PROBLEM REQUIREMENTS |
Images in the records should be skipped while the rest is transcribed verbatim.

(Dataset entries)
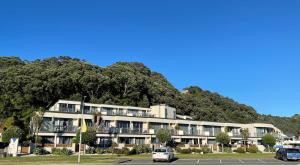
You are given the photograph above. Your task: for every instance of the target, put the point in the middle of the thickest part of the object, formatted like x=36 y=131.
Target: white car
x=163 y=154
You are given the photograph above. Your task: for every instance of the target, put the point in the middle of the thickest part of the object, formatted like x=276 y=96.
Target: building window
x=47 y=140
x=139 y=141
x=65 y=140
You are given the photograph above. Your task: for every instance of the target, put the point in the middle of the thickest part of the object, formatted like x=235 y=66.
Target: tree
x=268 y=140
x=245 y=135
x=163 y=135
x=223 y=139
x=12 y=132
x=89 y=137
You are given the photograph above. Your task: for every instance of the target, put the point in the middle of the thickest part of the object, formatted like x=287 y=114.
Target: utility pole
x=80 y=137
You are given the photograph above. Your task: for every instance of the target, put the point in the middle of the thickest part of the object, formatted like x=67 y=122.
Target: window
x=139 y=141
x=47 y=140
x=65 y=140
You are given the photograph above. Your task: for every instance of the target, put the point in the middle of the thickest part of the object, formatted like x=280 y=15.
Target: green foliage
x=223 y=138
x=63 y=152
x=90 y=150
x=12 y=132
x=26 y=87
x=268 y=140
x=245 y=134
x=163 y=135
x=185 y=151
x=240 y=150
x=206 y=150
x=252 y=149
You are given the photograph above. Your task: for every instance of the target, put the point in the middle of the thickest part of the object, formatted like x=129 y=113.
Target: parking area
x=216 y=161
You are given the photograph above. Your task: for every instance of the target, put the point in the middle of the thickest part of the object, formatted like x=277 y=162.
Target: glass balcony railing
x=113 y=130
x=59 y=128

TASK OUTPUT |
You are given the photograph above. Your task: for every instance of the target, put the point in the middle of the thickest part of the object, formatted like x=36 y=131.
Target: white car
x=163 y=154
You are given the photograph above. Your task: for every instance of the target, put the point in the middle of the thickest part of the object, formatted like x=276 y=96.
Target: building window
x=47 y=140
x=139 y=141
x=65 y=140
You are given the photograph above. Your task: for every instance of the target, put the point in the middle of the thickest part of the object, formatted like x=235 y=66.
Target: tree
x=268 y=140
x=245 y=135
x=163 y=135
x=223 y=139
x=12 y=132
x=89 y=137
You are given the photograph above. Your task: for every instance of the target, put the point in the middle of the thickest part of the object, formatted like x=287 y=114.
Target: utility pole
x=80 y=137
You are given the photograph above. Your task: for every instance of the target, put the point in the middle of the thickest part of the object, formatted like x=67 y=122.
Target: window
x=139 y=141
x=47 y=140
x=65 y=140
You are given the photograph above. Your task: for every instance of the target, put the point in the middle of the thickest part of the object, formatted like x=280 y=15.
Target: green foliage
x=223 y=138
x=63 y=152
x=90 y=150
x=12 y=132
x=26 y=87
x=268 y=140
x=245 y=134
x=163 y=135
x=185 y=151
x=240 y=150
x=206 y=150
x=252 y=149
You are given the photograph above. Your task: for every instance of the target, put the point in the middle of the thickest part of the object, formatted like x=129 y=113.
Target: parking area
x=216 y=161
You are given the photograph above. Your task: for every instance of the target, put the point in the middle of the thickest part of the object, formatted like x=277 y=162.
Target: glass balcony railing
x=113 y=130
x=59 y=128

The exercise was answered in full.